→ **Problem description**
Please read the records below and return each line holding the string "conical".

→ **Collected data**

BEGIN

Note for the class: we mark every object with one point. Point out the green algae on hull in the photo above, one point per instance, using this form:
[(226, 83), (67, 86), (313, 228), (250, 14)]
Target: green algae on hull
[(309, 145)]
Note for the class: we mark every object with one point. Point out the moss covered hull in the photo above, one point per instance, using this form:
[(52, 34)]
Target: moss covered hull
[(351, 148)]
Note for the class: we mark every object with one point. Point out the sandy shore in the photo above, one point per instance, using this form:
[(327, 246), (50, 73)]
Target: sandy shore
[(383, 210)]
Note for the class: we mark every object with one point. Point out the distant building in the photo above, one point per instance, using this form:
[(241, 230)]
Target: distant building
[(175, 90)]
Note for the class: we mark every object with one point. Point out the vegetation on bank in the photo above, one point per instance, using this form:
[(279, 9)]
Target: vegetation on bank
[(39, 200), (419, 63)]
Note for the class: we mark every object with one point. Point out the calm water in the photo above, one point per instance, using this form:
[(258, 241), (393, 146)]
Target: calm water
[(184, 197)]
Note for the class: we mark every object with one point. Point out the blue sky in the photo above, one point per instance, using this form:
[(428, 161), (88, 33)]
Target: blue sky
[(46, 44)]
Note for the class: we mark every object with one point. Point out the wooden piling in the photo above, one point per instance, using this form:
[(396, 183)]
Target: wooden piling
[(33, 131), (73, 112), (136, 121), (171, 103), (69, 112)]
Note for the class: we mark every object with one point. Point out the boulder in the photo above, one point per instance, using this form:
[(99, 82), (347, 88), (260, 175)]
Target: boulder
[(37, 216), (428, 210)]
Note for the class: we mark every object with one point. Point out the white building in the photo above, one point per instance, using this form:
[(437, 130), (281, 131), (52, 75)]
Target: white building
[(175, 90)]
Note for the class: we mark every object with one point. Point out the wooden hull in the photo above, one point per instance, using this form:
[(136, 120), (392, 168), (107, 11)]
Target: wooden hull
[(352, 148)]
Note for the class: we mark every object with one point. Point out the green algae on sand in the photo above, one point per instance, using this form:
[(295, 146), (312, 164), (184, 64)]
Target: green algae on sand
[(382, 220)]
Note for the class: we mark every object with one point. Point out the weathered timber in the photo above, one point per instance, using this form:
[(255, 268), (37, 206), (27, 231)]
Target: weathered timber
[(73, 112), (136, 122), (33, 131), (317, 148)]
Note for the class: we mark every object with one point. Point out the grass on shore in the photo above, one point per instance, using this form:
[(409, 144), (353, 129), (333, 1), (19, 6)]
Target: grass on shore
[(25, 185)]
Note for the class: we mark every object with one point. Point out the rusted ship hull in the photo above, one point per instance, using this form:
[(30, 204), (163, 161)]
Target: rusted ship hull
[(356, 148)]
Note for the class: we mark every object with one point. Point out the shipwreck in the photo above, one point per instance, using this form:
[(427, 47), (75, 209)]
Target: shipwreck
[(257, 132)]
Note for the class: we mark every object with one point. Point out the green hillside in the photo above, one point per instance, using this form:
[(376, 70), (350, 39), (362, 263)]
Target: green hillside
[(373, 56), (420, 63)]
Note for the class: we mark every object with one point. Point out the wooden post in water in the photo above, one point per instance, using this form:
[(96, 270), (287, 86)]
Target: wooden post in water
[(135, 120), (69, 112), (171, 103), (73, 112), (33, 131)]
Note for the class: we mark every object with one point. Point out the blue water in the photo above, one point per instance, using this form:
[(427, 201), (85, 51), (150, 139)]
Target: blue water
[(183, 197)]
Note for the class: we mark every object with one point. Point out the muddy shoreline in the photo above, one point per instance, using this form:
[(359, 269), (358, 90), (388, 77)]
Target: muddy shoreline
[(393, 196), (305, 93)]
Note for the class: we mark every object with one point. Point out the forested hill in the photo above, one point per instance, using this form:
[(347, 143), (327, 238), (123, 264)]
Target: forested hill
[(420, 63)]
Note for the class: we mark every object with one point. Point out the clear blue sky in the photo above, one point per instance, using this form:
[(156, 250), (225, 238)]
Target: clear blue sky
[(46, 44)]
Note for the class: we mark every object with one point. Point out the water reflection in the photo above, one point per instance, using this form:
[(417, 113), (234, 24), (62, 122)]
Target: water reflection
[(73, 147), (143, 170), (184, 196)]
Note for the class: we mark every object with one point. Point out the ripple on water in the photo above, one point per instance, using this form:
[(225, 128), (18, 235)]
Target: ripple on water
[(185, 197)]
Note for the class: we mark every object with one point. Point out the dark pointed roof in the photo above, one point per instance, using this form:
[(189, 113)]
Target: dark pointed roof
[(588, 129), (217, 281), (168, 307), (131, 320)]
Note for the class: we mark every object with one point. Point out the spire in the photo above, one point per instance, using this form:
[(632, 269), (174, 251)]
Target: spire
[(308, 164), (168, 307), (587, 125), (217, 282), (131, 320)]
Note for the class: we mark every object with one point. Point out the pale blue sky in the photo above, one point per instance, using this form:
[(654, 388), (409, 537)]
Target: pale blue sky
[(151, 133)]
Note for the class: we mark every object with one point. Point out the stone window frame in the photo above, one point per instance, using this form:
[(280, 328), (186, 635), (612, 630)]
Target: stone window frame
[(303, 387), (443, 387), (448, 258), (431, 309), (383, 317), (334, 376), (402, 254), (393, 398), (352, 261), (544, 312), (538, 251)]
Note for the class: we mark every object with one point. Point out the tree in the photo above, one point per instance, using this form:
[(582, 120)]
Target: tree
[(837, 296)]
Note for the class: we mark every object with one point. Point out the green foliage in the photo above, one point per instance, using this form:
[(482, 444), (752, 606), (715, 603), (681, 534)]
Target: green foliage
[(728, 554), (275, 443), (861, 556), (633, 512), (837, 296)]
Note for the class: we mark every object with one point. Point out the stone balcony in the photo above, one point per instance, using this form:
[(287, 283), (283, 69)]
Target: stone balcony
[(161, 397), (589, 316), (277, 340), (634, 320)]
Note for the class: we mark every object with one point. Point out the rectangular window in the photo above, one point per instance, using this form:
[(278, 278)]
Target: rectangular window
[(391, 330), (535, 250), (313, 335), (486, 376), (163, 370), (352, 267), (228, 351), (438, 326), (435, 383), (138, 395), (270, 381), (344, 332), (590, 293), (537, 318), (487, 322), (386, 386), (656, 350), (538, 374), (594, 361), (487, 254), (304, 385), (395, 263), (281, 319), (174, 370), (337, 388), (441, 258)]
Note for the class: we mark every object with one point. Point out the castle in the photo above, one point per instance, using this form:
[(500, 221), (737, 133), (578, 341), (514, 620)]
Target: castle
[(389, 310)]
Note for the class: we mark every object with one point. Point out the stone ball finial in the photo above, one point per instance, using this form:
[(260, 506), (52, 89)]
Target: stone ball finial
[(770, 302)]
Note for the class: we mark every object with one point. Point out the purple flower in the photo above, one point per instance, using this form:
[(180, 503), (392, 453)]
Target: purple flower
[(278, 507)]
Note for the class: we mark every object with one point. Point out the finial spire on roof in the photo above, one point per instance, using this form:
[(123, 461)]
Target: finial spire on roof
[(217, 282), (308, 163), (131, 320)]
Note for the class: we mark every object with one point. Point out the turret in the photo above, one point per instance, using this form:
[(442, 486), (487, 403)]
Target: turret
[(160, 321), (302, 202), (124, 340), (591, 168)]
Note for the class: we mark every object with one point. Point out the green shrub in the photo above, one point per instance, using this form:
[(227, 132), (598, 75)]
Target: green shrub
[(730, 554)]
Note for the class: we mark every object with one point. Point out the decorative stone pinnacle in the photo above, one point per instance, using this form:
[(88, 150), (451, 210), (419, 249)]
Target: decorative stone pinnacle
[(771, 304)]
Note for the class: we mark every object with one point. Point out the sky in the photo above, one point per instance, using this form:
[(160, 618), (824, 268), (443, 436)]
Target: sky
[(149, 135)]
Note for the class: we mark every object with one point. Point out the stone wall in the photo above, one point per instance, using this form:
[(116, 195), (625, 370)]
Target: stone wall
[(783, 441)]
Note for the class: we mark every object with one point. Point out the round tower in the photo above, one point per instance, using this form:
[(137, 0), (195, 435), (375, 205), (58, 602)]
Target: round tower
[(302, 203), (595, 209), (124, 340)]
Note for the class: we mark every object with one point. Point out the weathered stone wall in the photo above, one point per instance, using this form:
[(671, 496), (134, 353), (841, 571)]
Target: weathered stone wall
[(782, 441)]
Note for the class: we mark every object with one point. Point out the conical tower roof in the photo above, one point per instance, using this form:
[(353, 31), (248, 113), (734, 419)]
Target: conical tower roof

END

→ **Written solution**
Note for the class: we mark every object with one point. Point out the conical tower roof in the photo above, one point per instance, using this form:
Target: conical tower roof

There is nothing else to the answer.